= WRITTEN INSTRUCTION =
Rewrite the lines from the one holding "[region] distant mountain range" through the end of the records, inclusive, changing "jagged summit" to "rocky peak" and leaving everything else as it is.

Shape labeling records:
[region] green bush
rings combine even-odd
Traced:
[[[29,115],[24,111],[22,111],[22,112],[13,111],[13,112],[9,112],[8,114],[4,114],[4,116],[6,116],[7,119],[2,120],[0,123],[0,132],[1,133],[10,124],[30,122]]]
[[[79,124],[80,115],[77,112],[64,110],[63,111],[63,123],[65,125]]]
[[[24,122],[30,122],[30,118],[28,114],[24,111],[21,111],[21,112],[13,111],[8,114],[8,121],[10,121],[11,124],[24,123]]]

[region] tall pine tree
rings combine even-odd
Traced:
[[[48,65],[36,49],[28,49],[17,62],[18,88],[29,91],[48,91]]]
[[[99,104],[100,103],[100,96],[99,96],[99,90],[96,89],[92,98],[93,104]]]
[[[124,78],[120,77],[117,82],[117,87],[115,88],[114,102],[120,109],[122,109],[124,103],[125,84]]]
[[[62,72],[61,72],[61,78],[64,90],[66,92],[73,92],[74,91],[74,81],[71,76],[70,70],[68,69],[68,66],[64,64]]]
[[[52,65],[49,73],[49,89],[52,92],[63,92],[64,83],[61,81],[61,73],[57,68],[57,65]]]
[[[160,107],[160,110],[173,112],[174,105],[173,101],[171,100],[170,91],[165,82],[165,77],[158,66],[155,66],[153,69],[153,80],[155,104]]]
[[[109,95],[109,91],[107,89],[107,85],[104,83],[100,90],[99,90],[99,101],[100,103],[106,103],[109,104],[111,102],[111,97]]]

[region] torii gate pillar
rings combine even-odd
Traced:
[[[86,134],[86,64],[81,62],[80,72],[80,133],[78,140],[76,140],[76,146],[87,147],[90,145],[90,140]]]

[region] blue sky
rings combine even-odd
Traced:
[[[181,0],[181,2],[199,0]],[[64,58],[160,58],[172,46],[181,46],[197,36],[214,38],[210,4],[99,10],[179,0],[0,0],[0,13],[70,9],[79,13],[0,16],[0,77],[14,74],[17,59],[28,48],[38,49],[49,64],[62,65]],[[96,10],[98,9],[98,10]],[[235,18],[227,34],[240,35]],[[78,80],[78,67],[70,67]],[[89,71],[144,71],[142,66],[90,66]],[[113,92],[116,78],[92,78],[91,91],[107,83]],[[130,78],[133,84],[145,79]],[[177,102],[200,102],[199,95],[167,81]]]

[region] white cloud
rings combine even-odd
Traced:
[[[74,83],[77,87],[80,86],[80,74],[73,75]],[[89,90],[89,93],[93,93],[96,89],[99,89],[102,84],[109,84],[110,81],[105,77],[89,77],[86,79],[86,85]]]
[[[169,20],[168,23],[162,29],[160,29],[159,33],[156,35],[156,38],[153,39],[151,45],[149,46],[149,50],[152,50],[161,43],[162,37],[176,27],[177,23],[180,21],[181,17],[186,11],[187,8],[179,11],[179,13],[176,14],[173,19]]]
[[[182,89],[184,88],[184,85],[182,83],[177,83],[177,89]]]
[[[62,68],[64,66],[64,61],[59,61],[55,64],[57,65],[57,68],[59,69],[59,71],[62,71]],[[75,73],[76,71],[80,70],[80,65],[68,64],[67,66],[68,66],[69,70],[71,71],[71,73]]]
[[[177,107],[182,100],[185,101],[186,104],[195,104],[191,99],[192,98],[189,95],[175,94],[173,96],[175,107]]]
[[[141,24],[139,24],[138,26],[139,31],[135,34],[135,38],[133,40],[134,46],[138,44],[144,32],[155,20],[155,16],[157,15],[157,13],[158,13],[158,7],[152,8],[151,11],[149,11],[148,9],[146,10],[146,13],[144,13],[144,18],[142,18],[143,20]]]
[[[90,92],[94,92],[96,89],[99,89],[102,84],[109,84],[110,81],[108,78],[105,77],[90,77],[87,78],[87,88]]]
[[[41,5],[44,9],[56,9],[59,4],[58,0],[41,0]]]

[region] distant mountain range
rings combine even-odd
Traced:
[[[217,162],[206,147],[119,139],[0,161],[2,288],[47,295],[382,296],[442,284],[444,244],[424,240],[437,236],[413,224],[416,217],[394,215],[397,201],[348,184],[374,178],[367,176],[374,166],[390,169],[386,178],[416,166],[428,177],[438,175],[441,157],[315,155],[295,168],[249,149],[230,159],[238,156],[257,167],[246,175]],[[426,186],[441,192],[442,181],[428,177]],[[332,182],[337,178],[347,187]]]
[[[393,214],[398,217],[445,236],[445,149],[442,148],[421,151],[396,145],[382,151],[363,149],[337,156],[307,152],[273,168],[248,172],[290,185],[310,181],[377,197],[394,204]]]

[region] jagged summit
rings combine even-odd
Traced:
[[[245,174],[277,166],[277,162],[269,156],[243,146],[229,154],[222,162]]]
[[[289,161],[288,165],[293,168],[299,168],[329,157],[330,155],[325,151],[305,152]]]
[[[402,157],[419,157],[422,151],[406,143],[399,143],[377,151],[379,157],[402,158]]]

= TASK OUTPUT =
[region] distant mountain range
rings combine even-odd
Traced:
[[[217,162],[206,147],[119,139],[0,161],[2,288],[47,295],[382,296],[442,284],[444,244],[424,240],[437,236],[413,224],[416,217],[394,215],[397,201],[348,184],[374,178],[367,176],[374,166],[390,169],[386,178],[416,166],[428,177],[438,175],[441,157],[315,155],[295,168],[249,149],[230,159],[238,156],[257,167],[246,175]],[[426,186],[441,192],[442,181],[428,177]],[[332,182],[337,178],[347,187]]]
[[[393,214],[398,217],[445,236],[445,149],[442,148],[421,151],[396,145],[382,151],[363,149],[337,156],[307,152],[273,168],[248,172],[290,185],[310,181],[377,197],[394,204]]]

[region] rocky peak
rings combine even-odd
Traced:
[[[245,174],[277,166],[277,162],[269,156],[243,146],[229,154],[222,162]]]
[[[289,161],[288,165],[293,168],[299,168],[329,157],[330,155],[325,151],[305,152]]]
[[[402,157],[419,157],[422,151],[406,143],[399,143],[377,151],[379,157],[402,158]]]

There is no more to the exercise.